In my last post, I explained the phenomenon of “cultural cognition,” or “culturally-motivated cognition,” as a series of psychological processes that help to explain existing conflict among individuals over legally and/or politically consequential facts. I maintained that, “it is the very mechanics of cultural cognition that push individuals to adopt viewpoints that favor their identified cultural worldview and this, in turn, leads to a phenomenon known as ‘cognitive illiberalism.’”

So what is cognitive illiberalism? As defined by Dan Kahan, cognitive illiberalism is “the vulnerability of . . . legal decisionmakers to betray their commitment to liberal neutrality by unconsciously fitting their perceptions of risk and related facts to their sectarian understanding of the good life.” As a result of this bias, the critical checking function performed by the judiciary is subject to unwitting corruption.

Another danger of cognitive illiberalism is that individuals are very poor at identifying when they themselves are engaged in cognitive illiberal bias, but are quite adept at identifying when others engage in cognitive illiberal bias.  For instance, in the labor and employment law context of which I am most familiar, this dynamic transforms everyday legal debates over how to provide justice and fairness in the workplace into instances of political and legal competition between management and labor interests.  In this regard, one need only consider recent, heated debates between management and labor interests concerning gender discrimination against women in the American workplace, the need for vital private and public sector unions, and whether the employment at will doctrine should be discarded.  It often seems that the parties to these debates live in completely different realities.

It is when legal decisionmaking engages in hubristic overconfidence in favor of the prevailing judge’s cultural worldview that cognitive illiberalism endangers judicial legitimacy and its commitment to neutrality.  A court majority, unconsciously motivated by culturally-motivated cognition, runs the risk of denigrating any differing viewpoint of a minority cultural identity group as an unreasonable interpretation of a set of legally consequential facts.  In other words, this type of psychologically-tarnished decisionmaking will invariably delegitimize the legal justification for the court’s decision in the eyes of the thwarted cultural group.

This is especially so because the non-preferred group will readily recognize the occurrence of cognitive illiberalism as the underlying basis for the decision, rather than recognize the legal merits of that decision, no matter how justified those merits may be.  Consider in this regard the polarization caused by Wisconsin Governor Scott Walker’s attempt to legislate out of existence most public-sector collective bargaining rights.  As predicted by cognitive illiberalism, those who favor minimalist government and management rights favor the legislation, while those who believe government should promote collective bargaining as a fundamental human right are dead set against it.  Rather than suggesting that either side is absolutely right in this controversy, this recent labor law real-world example illustrates well how cognitive illiberalism leads inevitably to the delegitimization of the law from the perspective of the losing party (in this case, the union side of the debate).

### TASK LIST
a - According to the passage on cognitive illiberalism, which governor tried to legislate most public-sector collective bargaining rights out of existence?
b - From the passage on cognitive illiberalism, quote everything from "So what is cognitive" down to "to unwitting corruption.".

Object pointing dataset rows:
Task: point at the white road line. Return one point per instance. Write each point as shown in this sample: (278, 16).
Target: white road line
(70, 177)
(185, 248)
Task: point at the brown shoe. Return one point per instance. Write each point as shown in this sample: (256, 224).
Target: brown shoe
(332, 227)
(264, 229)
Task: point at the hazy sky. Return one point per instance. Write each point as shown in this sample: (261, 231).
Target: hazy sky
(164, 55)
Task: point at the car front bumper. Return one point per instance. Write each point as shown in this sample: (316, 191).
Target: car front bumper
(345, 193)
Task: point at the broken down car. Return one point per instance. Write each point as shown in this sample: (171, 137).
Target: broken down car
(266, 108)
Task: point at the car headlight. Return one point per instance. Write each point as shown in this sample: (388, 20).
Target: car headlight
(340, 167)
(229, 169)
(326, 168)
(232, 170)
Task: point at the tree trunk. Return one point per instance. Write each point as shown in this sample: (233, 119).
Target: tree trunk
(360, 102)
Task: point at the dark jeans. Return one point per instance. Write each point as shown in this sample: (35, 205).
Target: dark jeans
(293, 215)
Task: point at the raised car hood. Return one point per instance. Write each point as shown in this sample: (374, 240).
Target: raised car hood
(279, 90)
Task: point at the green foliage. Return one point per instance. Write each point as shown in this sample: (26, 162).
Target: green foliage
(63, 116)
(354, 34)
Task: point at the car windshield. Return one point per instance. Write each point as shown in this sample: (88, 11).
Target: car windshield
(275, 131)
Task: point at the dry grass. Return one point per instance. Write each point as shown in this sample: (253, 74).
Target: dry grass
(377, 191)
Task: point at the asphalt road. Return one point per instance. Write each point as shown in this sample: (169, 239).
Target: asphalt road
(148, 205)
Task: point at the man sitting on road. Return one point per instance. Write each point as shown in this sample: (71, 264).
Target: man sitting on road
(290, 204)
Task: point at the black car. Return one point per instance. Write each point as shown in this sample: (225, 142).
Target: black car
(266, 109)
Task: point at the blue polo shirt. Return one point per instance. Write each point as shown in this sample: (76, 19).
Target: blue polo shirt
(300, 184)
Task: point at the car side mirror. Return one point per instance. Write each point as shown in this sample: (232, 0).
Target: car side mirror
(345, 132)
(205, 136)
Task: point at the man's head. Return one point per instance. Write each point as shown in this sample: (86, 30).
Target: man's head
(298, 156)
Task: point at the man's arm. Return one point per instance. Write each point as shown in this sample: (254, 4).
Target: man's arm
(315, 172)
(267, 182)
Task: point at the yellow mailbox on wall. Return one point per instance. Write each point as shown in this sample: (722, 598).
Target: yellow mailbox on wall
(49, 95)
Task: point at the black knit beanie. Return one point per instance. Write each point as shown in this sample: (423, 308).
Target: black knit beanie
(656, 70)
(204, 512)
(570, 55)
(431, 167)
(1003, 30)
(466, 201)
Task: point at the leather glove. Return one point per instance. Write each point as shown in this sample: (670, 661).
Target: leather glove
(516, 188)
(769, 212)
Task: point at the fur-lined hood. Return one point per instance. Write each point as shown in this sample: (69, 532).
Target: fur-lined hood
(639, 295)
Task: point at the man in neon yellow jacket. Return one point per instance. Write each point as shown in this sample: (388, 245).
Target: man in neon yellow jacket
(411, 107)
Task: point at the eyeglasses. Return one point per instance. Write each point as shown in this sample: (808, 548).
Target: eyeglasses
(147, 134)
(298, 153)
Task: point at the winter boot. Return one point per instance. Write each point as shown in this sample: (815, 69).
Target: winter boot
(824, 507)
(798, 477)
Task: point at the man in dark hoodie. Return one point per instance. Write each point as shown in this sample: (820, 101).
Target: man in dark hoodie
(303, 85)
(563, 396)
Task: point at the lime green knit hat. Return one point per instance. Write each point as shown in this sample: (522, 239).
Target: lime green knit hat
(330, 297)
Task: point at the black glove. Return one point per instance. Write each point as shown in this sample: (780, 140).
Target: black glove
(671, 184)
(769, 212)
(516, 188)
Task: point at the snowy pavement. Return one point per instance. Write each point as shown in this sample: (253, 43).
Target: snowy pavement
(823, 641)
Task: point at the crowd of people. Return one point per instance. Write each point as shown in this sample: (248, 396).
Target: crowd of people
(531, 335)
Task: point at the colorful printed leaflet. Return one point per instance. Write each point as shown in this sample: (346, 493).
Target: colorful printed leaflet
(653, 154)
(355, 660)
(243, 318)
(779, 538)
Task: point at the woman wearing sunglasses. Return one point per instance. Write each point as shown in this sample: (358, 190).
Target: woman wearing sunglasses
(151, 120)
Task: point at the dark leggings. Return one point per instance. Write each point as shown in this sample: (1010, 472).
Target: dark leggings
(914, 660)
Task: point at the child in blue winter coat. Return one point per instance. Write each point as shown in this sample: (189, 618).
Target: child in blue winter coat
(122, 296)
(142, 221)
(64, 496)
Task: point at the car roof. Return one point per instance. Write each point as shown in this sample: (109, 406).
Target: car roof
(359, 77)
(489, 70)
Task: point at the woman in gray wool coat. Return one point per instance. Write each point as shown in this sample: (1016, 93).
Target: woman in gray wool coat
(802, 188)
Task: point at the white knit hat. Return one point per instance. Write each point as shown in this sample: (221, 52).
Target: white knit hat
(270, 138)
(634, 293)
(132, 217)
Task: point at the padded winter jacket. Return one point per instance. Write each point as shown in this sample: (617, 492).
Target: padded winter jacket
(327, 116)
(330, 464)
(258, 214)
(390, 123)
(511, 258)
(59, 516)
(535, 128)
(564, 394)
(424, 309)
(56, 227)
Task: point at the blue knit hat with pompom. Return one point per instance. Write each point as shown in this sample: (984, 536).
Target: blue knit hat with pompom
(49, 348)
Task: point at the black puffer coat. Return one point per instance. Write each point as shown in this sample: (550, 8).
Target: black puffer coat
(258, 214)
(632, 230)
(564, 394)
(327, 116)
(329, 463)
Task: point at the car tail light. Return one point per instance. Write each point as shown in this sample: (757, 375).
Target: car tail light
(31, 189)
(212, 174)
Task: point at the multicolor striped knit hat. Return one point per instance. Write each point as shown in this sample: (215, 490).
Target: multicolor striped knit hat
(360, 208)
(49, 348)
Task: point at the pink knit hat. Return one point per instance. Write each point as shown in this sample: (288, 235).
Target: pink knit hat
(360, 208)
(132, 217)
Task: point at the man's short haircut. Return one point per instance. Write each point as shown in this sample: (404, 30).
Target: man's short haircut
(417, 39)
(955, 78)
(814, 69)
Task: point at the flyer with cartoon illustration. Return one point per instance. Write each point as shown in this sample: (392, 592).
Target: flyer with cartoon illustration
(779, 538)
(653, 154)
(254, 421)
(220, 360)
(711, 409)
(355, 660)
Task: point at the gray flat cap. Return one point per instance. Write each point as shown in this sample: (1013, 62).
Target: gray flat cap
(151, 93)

---

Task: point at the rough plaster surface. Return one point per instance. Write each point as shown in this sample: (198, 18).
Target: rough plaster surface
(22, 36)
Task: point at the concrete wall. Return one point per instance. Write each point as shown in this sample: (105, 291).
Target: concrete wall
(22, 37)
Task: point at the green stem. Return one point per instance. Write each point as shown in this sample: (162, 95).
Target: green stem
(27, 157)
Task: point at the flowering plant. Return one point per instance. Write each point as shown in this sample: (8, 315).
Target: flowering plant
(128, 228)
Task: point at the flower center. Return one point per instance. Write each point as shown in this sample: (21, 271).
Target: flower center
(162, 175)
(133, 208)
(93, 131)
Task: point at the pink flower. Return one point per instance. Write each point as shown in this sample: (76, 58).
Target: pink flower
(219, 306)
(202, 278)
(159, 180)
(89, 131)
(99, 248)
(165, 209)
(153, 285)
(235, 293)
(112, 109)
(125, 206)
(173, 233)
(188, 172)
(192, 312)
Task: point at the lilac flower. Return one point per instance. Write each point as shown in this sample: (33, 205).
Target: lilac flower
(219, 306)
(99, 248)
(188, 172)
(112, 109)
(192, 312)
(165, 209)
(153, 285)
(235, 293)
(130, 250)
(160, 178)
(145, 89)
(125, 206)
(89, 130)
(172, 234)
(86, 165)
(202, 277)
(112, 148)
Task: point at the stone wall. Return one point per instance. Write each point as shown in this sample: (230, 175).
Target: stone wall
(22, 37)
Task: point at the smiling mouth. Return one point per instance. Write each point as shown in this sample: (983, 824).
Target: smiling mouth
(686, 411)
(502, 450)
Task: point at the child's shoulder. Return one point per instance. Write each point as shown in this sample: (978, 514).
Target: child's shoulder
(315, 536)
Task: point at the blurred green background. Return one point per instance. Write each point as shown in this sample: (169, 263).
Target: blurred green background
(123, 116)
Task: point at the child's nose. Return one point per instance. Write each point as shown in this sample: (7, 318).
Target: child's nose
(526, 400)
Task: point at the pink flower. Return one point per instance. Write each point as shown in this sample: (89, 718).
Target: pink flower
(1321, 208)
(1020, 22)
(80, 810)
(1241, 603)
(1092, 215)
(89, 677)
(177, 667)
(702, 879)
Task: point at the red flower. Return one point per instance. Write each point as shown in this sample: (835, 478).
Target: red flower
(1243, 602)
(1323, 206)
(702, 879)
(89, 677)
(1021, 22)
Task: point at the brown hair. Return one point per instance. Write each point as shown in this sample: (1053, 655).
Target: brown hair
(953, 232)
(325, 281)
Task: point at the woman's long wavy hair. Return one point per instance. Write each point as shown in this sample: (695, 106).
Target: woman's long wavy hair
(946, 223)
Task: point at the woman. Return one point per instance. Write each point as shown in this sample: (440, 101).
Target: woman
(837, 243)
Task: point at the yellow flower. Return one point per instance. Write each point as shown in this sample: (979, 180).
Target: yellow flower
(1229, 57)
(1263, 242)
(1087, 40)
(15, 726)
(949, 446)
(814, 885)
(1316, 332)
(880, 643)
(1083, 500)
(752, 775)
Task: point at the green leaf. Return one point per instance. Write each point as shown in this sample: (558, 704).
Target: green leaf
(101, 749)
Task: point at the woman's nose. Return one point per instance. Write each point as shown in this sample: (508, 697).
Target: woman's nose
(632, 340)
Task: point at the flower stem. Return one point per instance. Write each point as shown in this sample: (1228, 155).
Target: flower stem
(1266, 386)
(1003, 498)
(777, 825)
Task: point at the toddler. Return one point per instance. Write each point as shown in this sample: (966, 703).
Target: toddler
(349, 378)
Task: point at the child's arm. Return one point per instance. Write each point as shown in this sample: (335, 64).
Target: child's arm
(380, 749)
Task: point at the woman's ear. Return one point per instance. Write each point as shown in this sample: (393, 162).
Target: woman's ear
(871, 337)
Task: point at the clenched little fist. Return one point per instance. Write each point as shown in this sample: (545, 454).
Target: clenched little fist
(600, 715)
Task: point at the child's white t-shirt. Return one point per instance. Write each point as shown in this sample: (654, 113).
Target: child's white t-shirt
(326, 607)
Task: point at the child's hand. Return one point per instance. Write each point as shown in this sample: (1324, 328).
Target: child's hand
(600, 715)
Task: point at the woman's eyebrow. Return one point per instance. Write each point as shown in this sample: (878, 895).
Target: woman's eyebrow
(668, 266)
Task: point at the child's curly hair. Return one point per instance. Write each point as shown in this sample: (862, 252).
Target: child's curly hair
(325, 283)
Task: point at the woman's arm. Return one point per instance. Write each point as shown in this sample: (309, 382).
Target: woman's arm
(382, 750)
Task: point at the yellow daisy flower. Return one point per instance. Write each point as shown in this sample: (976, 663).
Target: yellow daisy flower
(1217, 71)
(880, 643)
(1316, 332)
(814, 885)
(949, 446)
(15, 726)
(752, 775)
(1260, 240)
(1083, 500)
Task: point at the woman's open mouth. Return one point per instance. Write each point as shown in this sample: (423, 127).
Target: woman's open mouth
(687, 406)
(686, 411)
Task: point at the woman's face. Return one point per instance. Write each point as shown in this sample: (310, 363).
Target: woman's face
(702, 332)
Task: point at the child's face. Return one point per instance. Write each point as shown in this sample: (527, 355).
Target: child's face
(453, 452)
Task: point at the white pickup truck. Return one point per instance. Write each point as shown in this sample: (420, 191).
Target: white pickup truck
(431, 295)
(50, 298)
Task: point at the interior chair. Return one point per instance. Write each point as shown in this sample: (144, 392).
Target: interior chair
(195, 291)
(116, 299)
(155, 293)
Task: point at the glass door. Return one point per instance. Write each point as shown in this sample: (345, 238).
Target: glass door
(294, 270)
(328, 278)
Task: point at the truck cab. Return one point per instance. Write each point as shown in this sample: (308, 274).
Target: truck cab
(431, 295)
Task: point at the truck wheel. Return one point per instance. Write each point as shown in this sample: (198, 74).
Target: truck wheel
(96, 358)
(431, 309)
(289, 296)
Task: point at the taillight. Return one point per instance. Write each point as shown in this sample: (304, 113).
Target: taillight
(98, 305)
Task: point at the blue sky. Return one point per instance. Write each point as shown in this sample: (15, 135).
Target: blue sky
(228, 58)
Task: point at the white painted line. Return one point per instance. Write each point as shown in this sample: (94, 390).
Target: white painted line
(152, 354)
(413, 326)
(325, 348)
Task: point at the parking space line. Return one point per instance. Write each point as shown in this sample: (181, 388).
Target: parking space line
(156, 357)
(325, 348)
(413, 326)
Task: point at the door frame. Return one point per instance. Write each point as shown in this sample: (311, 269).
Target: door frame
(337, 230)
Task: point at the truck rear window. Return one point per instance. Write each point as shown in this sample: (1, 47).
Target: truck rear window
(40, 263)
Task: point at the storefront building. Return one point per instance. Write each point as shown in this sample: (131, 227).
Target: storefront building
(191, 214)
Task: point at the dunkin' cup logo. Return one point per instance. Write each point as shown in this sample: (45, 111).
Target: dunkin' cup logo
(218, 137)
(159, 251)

### SOLUTIONS TO THE TASKS
a - Wisconsin Governor Scott Walker.

b -
So what is cognitive illiberalism? As defined by Dan Kahan, cognitive illiberalism is “the vulnerability of . . . legal decisionmakers to betray their commitment to liberal neutrality by unconsciously fitting their perceptions of risk and related facts to their sectarian understanding of the good life.” As a result of this bias, the critical checking function performed by the judiciary is subject to unwitting corruption.